===== DATA SUPPLIED =====

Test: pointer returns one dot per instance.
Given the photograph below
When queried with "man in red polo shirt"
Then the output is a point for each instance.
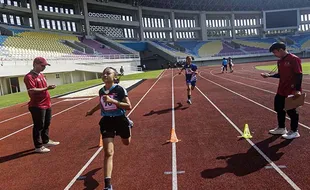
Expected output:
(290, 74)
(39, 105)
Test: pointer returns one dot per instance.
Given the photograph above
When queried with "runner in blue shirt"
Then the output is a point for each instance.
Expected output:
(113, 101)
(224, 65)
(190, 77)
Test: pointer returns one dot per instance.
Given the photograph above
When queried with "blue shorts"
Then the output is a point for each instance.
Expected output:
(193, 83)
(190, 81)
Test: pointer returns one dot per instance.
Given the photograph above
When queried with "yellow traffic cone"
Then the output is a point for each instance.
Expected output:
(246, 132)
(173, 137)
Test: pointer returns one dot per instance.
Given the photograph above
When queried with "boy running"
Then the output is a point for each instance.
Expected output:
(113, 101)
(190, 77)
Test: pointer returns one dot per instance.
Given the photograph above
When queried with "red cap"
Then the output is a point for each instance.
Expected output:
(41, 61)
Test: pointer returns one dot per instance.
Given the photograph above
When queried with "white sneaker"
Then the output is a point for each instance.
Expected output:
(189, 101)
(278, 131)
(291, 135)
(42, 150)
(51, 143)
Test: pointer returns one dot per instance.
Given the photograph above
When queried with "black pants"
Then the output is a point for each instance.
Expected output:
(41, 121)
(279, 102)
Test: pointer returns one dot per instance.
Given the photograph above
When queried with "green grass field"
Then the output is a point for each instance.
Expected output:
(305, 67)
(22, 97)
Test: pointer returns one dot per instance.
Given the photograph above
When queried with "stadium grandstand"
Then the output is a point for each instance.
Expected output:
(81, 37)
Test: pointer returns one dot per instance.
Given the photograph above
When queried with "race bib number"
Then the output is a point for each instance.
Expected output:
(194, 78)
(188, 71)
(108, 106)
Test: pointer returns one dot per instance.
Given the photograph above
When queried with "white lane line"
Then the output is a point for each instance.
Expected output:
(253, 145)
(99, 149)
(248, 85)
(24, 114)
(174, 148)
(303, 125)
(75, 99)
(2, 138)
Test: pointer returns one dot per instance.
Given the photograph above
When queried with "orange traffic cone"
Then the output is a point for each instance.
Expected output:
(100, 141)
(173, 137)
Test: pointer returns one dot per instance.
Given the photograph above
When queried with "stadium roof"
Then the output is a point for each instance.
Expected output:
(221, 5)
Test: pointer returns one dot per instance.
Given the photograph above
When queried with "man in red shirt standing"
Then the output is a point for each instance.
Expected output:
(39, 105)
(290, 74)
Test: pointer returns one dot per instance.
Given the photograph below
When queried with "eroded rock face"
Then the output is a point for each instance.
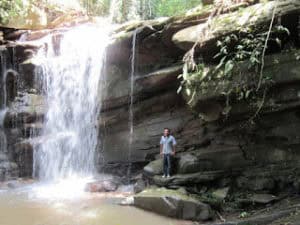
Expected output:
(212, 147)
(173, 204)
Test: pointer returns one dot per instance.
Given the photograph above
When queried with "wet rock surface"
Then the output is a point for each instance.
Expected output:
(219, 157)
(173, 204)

=====

WORK INSTRUCTION:
Could you find every line in the records above that contains the word "stadium" and copy it?

RESPONSE AREA:
When queried with "stadium grandstand"
When queried with "stadium roof"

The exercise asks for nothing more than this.